SOURCE:
And so, by dint of fiercely asserting their aristocracy, they half-began to convince even the snooty Virginians and wholly convinced their own imaginations. But, of course, they did not really become aristocrats; of course they did not succeed in investing their subconsciousness with that peculiar coloring which was the secret of the few genuine aristocrats the South could show. In their hands, indeed, the notion of aristocracy became simply a new and powerful sanction for their ancient standards and ways.

In all this, it is difficult not to see the hand of their peculiar God. Certainly it smacks of predestination and manifest destiny. For if Charlotte had really achieved the standards of the Confederate aristocracy, or even if it had only really attempted them, then it plainly could not be what it is today. If, in the years when the cotton-mill was rising on the land, the town seized the ascendancy, and became, not only a great industrial hive but also merchant and banker to all the country within a radius of a hundred miles, if today it is the great Babbitt town in Tarheeldom, then it is primarily, as it seems to me, because of the character which it brought to the new order.

OBJECTIVE 1:
Could you print the part of the passage about Charlotte that opens with the words containing "In all this, it" and closes with "the new order."?

ENTRIES PROVIDED:
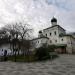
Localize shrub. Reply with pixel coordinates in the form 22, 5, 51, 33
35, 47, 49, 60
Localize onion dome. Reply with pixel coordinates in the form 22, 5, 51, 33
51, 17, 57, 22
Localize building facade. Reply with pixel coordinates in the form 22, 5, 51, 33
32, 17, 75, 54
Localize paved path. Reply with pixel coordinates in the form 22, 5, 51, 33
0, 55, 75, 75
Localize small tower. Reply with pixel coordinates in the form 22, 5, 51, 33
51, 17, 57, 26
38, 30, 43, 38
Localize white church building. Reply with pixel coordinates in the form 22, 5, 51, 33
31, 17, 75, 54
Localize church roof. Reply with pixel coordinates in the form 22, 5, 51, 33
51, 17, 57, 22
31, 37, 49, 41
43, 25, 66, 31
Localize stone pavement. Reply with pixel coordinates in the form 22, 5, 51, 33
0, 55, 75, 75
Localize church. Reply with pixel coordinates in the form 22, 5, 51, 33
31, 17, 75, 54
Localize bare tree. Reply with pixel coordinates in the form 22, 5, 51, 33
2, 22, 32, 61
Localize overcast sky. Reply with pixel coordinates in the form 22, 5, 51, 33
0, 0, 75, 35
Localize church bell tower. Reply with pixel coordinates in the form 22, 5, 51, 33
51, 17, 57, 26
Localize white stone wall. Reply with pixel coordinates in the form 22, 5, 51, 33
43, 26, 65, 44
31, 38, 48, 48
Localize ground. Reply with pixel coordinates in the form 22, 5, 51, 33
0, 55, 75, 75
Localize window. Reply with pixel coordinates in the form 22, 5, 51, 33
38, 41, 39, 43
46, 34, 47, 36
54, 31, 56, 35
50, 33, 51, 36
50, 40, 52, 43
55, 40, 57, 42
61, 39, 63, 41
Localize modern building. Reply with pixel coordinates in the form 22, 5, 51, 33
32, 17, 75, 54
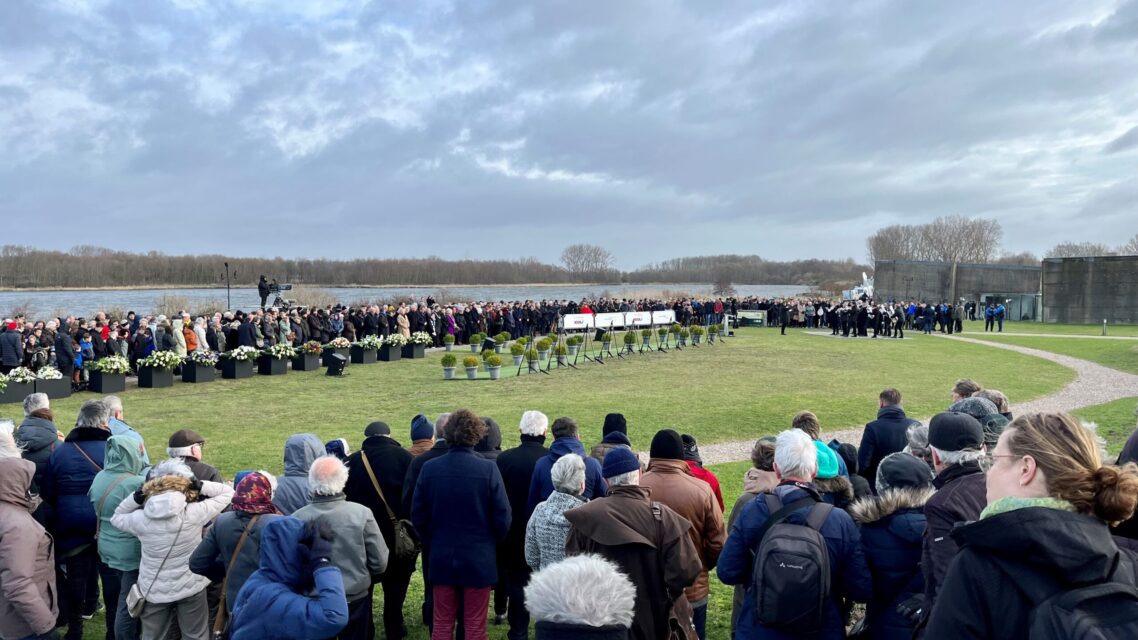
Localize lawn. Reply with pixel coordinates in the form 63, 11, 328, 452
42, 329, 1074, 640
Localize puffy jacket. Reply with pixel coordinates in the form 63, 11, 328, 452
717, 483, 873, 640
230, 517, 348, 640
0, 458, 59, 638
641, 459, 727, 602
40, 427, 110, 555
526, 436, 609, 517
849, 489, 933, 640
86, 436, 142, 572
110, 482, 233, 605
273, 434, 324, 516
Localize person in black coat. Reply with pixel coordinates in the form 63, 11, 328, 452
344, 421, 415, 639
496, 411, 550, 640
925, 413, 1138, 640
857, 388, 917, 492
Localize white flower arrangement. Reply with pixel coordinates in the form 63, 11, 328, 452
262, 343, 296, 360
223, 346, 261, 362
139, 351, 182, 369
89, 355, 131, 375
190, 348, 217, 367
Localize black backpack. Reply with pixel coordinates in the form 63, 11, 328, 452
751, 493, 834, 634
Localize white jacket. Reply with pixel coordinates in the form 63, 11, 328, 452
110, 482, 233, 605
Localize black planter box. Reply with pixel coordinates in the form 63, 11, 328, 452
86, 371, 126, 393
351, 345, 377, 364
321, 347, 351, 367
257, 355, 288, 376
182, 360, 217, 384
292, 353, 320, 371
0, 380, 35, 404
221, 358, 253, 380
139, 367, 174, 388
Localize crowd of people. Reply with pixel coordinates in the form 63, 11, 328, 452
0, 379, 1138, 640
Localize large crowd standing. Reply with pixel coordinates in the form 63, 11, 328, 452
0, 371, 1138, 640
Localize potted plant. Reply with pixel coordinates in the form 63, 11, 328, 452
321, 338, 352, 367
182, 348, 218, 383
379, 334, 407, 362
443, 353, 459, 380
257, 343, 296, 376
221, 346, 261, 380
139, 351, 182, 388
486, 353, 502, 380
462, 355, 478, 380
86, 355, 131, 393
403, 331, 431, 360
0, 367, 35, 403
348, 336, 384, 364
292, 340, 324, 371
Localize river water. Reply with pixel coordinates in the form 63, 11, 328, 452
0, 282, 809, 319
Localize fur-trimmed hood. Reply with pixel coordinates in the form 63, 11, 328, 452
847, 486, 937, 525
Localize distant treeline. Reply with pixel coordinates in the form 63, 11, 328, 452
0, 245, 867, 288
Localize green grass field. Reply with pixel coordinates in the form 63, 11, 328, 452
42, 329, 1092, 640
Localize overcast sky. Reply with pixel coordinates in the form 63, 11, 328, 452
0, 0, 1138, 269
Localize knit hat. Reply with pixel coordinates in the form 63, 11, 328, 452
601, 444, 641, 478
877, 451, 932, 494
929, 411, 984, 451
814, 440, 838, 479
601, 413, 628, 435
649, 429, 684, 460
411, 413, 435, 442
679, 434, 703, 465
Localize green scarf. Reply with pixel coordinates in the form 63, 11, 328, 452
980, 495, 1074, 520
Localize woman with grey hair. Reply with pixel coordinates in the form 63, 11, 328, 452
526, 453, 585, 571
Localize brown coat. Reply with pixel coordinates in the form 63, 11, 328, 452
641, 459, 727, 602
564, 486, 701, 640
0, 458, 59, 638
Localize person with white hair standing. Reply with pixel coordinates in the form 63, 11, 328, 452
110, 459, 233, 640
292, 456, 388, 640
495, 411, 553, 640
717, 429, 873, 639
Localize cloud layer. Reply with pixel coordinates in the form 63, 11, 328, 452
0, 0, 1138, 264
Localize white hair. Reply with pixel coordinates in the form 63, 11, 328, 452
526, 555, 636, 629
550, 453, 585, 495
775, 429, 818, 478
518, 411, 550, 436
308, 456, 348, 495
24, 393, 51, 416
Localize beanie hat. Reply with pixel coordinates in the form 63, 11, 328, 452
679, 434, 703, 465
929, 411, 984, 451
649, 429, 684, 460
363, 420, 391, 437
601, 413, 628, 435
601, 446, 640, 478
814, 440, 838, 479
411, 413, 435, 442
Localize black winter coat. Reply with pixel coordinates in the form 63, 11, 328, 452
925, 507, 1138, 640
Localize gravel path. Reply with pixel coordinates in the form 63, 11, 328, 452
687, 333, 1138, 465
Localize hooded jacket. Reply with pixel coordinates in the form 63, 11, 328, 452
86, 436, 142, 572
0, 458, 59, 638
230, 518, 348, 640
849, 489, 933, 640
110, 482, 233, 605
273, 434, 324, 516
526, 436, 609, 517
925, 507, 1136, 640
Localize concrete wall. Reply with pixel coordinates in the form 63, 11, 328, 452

OBJECTIVE 2:
Can you give back only the rows from the line containing "Localize gravel path." through the end of the rows, with "hooded coat" substituted for "hooded jacket" and everything else unchanged?

WRITTEN ANSWER 1:
In all this, it is difficult not to see the hand of their peculiar God. Certainly it smacks of predestination and manifest destiny. For if Charlotte had really achieved the standards of the Confederate aristocracy, or even if it had only really attempted them, then it plainly could not be what it is today. If, in the years when the cotton-mill was rising on the land, the town seized the ascendancy, and became, not only a great industrial hive but also merchant and banker to all the country within a radius of a hundred miles, if today it is the great Babbitt town in Tarheeldom, then it is primarily, as it seems to me, because of the character which it brought to the new order.

WRITTEN ANSWER 2:
Localize gravel path. Reply with pixel coordinates in the form 63, 11, 328, 452
687, 333, 1138, 465
Localize hooded coat. Reply with pixel coordinates in the form 63, 11, 328, 452
86, 436, 142, 572
0, 458, 59, 638
230, 518, 348, 640
849, 489, 933, 640
110, 482, 233, 605
273, 434, 324, 516
526, 436, 609, 517
925, 507, 1136, 640
Localize concrete wall. Reply with pixel coordinates in the form 63, 11, 328, 452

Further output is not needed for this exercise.